__What needs to be done__. Please render the data from the line containing "lawn in this photo as pixel coordinates." through the end of the data as a numbered list, leaving out any blank lines.

--- start Input data ---

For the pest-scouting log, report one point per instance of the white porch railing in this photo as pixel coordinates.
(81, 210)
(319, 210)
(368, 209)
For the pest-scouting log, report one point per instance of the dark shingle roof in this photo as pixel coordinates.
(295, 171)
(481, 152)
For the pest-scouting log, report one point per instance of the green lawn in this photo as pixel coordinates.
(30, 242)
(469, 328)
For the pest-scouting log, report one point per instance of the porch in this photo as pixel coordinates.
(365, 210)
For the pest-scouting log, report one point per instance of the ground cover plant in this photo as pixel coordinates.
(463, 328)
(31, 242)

--- end Input data ---

__Result for this task__.
1. For the pest-scouting log, report one point per instance of the green lawn in this photo as pixel coordinates.
2. (30, 242)
3. (469, 328)
4. For the pest-scouting log, report one point per instance of the porch in this photo as pixel coordinates.
5. (365, 210)
6. For the pest-scouting log, report one point per instance of the ground cover plant in this photo as pixel coordinates.
7. (463, 328)
8. (31, 242)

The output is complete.